Reading passage:
It is only rarely that an eagerly awaited book repays the anticipation it has provoked, and we should therefore be grateful that Greg Woolf’s Becoming Roman does just that. Becoming Roman is the culmination of a long series of articles on related topics that the author has published since the first year of this decade, and fulfills all the promise of the best of these. W. sets out to explain how a common civilization grew up in Gaul in such a way that the historical memory of a third-century Gallo-Roman was purely classical and the whole of society was articulated according to empire-wide canons of taste and belief. How, that is, do we arrive at a place where “even the poorest had learned to be impoverished in a Roman manner”? Answers to such questions are never simple, but W. succeeds in problematizing them much further than most ancient historians are accustomed to do. His answers are subtle, carefully nuanced, sometimes wilfully allusive, and Becoming Roman is for that reason a very difficult book. And yet page by page it repays the effort it demands, becoming a model study even as it undermines existing interpretative models of what it meant to become Roman.
The opening chapters of the book are a grand exercise in clearing up scholarly underbrush. For W., the prevailing discourse of romanization is a simplistic and simplifying byproduct of the nineteenth-century imperial experience, and he deftly exposes the notion of Gallo-Roman cultural resistance as a misplaced critique that merely helps entrench the idea of romanization as an imperialist process. Rather than looking at the Gallic experience of Rome from one of the aprioristic models he has dismissed, W. spends his second and third chapters on defining the terms of his study. The nature of the Roman presence in Gaul is given a brisk treatment in chapter two, with a warning about accepting too uncritically Roman definitions about what incorporation into the empire might have meant. More interesting, perhaps, is the discussion of Rome’s civilizing ethos in chapter three, a chapter that is likely to prove controversial not so much for its focus on the ideal of humanitas, but for its assertion that the Latin-right was granted as a recognition of progress towards that ideal.

Stated exercise 1: Copy out the rows word for word, from the line containing "In this picture, where can the mowed" through the line containing "In this picture, where can the brown fur", with both of those lines included.

Records provided:
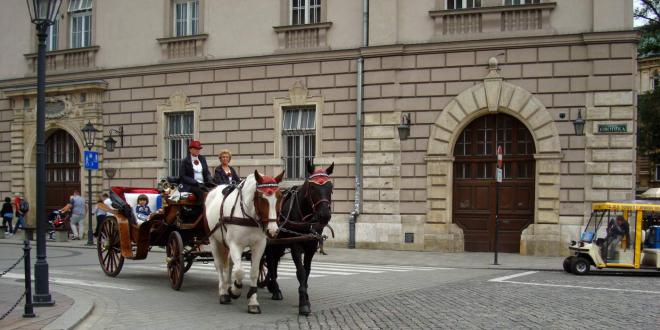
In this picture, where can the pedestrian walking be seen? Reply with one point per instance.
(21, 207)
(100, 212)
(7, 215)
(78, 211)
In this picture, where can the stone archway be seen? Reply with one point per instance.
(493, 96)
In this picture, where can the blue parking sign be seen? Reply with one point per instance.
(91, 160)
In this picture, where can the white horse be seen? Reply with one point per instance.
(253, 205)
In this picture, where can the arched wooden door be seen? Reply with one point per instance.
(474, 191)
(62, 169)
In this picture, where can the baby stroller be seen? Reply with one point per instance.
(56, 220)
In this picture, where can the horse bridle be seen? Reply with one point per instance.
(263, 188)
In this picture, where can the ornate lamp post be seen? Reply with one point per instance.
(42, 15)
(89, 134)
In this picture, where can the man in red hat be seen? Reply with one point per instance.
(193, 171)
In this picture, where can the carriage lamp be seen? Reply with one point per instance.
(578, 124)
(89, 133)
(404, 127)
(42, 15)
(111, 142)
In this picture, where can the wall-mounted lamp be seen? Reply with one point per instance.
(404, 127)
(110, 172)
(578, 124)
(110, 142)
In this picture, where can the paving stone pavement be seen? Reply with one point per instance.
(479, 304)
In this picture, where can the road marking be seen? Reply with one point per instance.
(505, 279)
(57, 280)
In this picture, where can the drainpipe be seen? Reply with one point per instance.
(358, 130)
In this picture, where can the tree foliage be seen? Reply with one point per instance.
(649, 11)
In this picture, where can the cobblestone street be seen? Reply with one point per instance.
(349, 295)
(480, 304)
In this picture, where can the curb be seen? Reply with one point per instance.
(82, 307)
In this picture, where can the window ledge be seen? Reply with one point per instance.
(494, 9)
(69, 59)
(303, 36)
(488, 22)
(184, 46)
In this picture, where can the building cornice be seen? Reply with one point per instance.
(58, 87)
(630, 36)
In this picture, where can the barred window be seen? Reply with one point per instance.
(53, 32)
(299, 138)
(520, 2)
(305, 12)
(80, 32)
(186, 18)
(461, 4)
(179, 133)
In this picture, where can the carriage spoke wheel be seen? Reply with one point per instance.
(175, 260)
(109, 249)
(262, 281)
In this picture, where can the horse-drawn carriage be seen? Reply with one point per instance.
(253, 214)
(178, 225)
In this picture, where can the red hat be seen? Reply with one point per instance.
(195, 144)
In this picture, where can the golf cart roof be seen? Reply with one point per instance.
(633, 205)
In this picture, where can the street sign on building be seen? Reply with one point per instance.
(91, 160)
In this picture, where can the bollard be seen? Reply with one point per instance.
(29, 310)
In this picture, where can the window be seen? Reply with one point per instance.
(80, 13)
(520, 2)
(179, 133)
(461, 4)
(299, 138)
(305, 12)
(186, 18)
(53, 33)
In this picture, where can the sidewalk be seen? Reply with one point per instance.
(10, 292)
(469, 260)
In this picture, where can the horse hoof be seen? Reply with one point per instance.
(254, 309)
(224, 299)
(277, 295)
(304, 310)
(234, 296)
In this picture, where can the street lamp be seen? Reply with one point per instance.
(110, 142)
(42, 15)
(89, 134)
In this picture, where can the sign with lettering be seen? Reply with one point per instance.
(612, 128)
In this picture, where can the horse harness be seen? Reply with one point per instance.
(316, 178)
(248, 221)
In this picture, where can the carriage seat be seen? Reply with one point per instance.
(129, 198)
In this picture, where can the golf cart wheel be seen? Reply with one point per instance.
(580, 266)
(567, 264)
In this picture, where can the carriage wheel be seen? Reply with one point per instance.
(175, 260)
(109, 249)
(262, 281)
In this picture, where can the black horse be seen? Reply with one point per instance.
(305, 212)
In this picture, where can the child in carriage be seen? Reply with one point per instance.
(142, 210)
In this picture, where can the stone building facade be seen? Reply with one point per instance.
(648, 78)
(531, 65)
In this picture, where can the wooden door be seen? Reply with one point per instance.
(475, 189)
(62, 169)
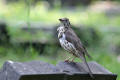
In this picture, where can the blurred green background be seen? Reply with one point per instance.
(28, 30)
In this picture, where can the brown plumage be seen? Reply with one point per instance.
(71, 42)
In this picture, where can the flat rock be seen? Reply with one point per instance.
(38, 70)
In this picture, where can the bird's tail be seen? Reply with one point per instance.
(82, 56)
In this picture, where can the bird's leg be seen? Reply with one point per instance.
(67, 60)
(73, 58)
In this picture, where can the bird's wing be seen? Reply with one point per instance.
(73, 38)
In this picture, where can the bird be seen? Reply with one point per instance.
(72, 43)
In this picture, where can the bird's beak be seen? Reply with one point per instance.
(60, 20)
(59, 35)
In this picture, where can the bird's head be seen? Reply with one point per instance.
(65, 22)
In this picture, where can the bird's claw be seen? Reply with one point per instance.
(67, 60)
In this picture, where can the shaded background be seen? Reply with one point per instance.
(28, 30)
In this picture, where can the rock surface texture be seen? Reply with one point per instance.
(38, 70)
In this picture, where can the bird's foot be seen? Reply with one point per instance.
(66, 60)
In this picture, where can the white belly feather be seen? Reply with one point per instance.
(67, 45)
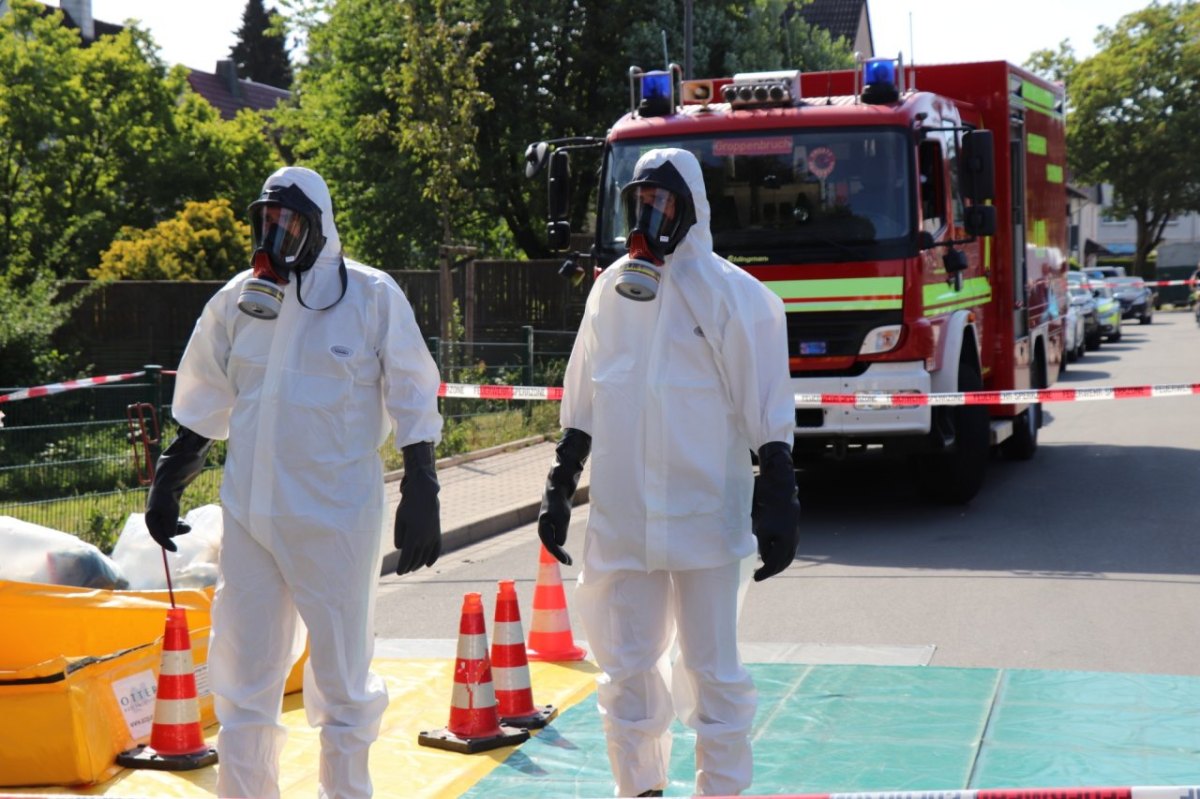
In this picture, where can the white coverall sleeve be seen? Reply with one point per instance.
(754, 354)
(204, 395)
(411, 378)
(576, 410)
---
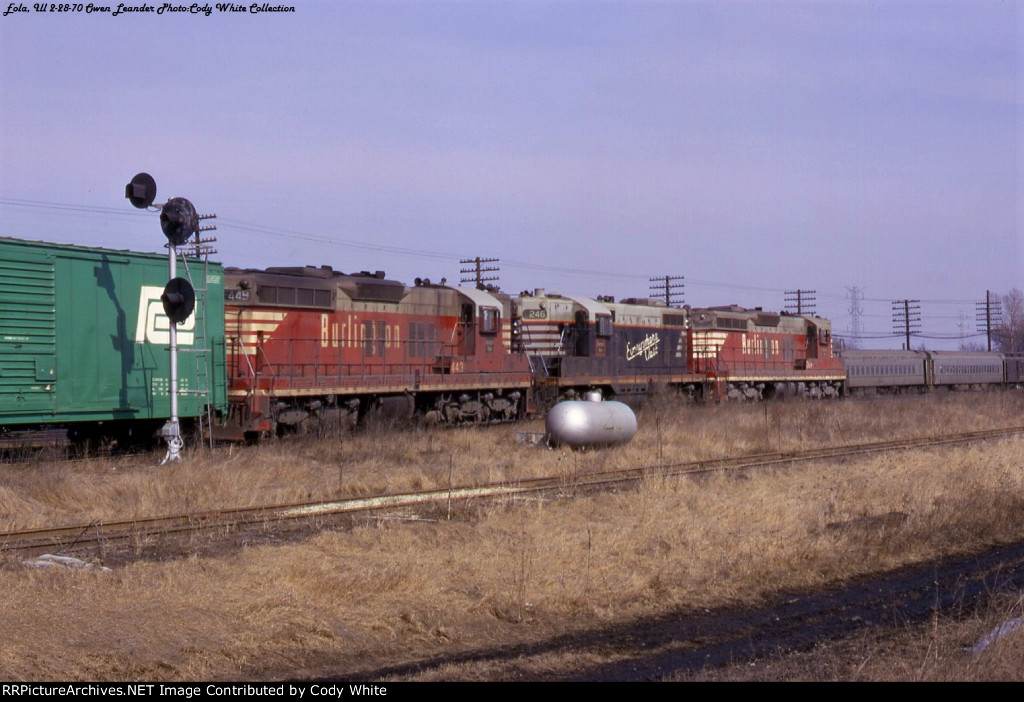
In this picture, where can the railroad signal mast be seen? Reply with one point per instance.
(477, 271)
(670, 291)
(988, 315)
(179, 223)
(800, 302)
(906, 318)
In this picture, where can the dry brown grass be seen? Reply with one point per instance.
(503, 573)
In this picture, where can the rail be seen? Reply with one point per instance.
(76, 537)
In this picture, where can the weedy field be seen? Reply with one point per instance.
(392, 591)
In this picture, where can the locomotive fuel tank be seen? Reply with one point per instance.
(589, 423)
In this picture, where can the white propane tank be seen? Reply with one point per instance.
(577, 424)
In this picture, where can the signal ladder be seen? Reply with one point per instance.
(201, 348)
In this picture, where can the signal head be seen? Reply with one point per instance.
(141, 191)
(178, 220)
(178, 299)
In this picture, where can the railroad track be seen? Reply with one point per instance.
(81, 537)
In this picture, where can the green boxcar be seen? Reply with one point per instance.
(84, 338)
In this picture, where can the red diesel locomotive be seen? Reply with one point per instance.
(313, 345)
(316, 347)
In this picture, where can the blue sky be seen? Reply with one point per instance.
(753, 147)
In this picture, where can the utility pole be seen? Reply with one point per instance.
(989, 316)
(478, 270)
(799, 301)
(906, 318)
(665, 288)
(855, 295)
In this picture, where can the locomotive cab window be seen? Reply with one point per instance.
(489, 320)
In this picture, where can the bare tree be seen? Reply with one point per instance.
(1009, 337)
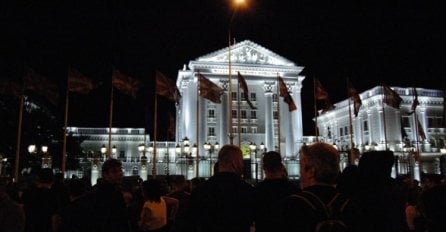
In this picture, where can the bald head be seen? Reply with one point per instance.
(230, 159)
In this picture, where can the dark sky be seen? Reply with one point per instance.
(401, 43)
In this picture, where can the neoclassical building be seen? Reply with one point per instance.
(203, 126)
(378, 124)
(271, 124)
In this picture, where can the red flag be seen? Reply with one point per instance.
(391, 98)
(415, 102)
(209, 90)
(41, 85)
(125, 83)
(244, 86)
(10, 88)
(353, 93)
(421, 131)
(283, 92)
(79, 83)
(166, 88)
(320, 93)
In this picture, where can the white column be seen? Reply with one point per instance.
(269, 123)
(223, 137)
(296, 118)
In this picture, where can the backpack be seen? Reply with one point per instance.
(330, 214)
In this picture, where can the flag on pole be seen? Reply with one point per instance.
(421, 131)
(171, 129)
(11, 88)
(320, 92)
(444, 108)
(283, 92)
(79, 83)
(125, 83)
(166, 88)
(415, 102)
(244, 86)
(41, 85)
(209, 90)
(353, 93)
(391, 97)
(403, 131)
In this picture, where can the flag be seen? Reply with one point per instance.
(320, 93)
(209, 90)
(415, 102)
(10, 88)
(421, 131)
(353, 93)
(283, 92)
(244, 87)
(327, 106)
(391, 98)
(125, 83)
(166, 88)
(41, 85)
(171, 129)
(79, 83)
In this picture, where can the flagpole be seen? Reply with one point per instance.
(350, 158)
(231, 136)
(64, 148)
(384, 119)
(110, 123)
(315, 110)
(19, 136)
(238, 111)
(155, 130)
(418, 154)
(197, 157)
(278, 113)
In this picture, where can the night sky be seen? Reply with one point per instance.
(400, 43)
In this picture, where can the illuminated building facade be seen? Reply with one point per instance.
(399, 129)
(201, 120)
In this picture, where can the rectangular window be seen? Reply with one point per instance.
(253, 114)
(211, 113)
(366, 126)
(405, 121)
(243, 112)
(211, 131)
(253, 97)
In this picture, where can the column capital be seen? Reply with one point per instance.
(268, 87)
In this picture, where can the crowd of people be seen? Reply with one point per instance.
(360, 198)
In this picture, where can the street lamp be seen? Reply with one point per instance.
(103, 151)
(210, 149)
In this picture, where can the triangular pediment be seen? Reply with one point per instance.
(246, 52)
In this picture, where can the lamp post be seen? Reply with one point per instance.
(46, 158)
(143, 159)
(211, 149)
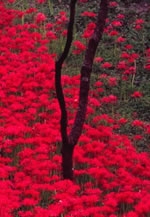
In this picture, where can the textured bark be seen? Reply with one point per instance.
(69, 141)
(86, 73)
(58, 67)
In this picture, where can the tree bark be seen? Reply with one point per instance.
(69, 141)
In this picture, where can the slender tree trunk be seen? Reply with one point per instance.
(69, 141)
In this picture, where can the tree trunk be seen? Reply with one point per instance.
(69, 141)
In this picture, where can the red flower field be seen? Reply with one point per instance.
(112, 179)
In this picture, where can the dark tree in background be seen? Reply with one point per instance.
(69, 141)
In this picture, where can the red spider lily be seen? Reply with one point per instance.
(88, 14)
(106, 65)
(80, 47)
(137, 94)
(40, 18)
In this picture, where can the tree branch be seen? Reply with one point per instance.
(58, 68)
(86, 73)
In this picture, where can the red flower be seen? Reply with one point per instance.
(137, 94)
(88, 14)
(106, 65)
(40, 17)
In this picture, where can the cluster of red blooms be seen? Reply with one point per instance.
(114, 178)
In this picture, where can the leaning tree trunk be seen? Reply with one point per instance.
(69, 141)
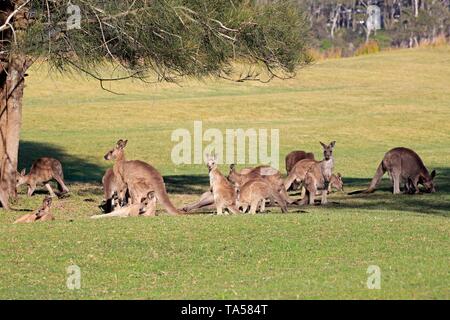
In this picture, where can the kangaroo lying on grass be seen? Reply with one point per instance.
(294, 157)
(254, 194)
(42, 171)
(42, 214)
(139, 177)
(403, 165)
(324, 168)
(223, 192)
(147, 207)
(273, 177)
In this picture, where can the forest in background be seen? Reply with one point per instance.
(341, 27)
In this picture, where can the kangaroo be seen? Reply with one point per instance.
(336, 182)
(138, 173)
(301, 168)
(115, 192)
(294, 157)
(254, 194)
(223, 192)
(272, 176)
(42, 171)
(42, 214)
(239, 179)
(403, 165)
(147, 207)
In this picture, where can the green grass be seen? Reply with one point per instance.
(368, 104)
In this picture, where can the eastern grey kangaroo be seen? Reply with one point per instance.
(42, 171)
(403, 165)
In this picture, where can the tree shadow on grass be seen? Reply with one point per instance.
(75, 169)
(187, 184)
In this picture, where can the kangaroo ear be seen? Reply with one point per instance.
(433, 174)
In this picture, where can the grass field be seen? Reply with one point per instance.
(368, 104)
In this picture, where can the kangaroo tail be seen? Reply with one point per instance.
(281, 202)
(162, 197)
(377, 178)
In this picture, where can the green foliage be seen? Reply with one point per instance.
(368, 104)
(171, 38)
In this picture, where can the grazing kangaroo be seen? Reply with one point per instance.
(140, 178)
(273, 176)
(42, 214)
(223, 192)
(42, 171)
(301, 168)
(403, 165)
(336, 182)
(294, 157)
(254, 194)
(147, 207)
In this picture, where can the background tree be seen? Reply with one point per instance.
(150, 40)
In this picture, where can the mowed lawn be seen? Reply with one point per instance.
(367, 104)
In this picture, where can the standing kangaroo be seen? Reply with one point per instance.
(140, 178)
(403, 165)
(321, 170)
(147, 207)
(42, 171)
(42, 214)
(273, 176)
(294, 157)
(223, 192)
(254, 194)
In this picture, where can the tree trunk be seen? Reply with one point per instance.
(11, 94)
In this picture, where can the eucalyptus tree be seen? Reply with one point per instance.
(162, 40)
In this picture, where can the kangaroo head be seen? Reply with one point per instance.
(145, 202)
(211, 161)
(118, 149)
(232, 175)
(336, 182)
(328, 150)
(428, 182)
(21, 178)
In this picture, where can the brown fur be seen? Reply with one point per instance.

Stated exercise 2: According to the book review, what ideal does the discussion of Rome's civilizing ethos in chapter three focus on?

Correct output 1:
In this picture, where can the mowed lawn be seen? Reply with one point per instance.
(367, 104)
In this picture, where can the standing kangaroo be seen? Reply with one point per instance.
(140, 178)
(403, 165)
(321, 170)
(147, 207)
(42, 171)
(42, 214)
(273, 176)
(294, 157)
(223, 192)
(254, 194)
In this picture, where can the tree trunk be seen? Reply with one point per instance.
(11, 94)
In this picture, where can the eucalyptus tree be seen? Reply with one point per instance.
(162, 40)
In this picture, where can the kangaroo head be seen? Reply with one point per instance.
(145, 202)
(211, 161)
(118, 149)
(232, 175)
(336, 182)
(328, 150)
(428, 182)
(21, 178)
In this picture, where can the brown fur be seen? Reply with one point per instance.

Correct output 2: The ideal of humanitas.